Directive » Recast every line of the records below as a Markdown table with two columns, No. and Text, giving each line's row number under No. and the line itself under Text. Leave out blank lines.

Task material »
"""

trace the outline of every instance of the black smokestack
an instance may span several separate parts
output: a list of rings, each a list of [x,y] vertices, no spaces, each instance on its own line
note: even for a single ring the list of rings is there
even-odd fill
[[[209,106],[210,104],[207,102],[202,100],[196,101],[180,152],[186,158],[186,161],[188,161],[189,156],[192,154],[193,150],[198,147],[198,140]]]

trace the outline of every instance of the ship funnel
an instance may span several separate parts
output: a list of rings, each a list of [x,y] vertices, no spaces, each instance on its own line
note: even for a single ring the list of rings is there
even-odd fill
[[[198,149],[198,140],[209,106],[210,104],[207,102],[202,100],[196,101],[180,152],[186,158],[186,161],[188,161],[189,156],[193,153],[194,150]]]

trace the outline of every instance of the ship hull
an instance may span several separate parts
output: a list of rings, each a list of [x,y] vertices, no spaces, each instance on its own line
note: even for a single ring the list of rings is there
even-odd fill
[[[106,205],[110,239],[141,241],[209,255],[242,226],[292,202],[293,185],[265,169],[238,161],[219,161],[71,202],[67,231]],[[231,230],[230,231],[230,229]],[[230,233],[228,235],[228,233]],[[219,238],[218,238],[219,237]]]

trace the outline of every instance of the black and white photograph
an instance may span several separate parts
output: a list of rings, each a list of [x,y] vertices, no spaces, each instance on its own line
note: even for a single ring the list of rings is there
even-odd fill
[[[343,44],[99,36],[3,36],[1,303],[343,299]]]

"""

Exercise answer »
| No. | Text |
|---|---|
| 1 | trace the outline of every instance of the black smokestack |
| 2 | an instance may span several separate parts |
| 3 | output: a list of rings, each a list of [x,y] vertices, no spaces, each instance on its own line |
| 4 | note: even for a single ring the list of rings is there |
| 5 | even-odd fill |
| 6 | [[[209,106],[210,104],[207,102],[202,100],[196,101],[180,152],[186,158],[186,161],[188,161],[189,156],[192,154],[193,150],[198,147],[198,140]]] |
| 7 | trace the outline of every instance of the ship funnel |
| 8 | an instance may span several separate parts |
| 9 | output: a list of rings, each a list of [x,y] vertices, no spaces, each instance on its own line |
| 10 | note: even for a single ring the list of rings is there |
| 11 | even-odd fill |
| 12 | [[[198,149],[198,140],[209,106],[210,104],[207,102],[202,100],[196,101],[180,152],[186,158],[186,161],[188,161],[189,156],[193,153],[194,150]]] |
| 13 | trace the outline of every instance of the ship hull |
| 14 | an instance may span several separate parts |
| 15 | output: a list of rings, each a list of [x,y] vertices, no spaces, each instance on its own line |
| 16 | note: even for a single ring the list of rings is there |
| 17 | even-odd fill |
| 18 | [[[106,205],[110,239],[141,241],[209,255],[242,226],[292,202],[293,185],[265,169],[238,161],[219,161],[71,202],[67,231]],[[231,230],[230,231],[230,229]],[[230,233],[228,235],[228,233]],[[219,238],[218,238],[219,237]]] |
| 19 | trace the outline of every instance of the black and white photograph |
| 20 | an instance may span several separate parts |
| 21 | output: a list of rings, each a list of [x,y] vertices, no spaces, each instance on its own line |
| 22 | note: even for a single ring the list of rings is there |
| 23 | even-odd fill |
| 24 | [[[343,44],[99,36],[3,36],[1,303],[343,299]]] |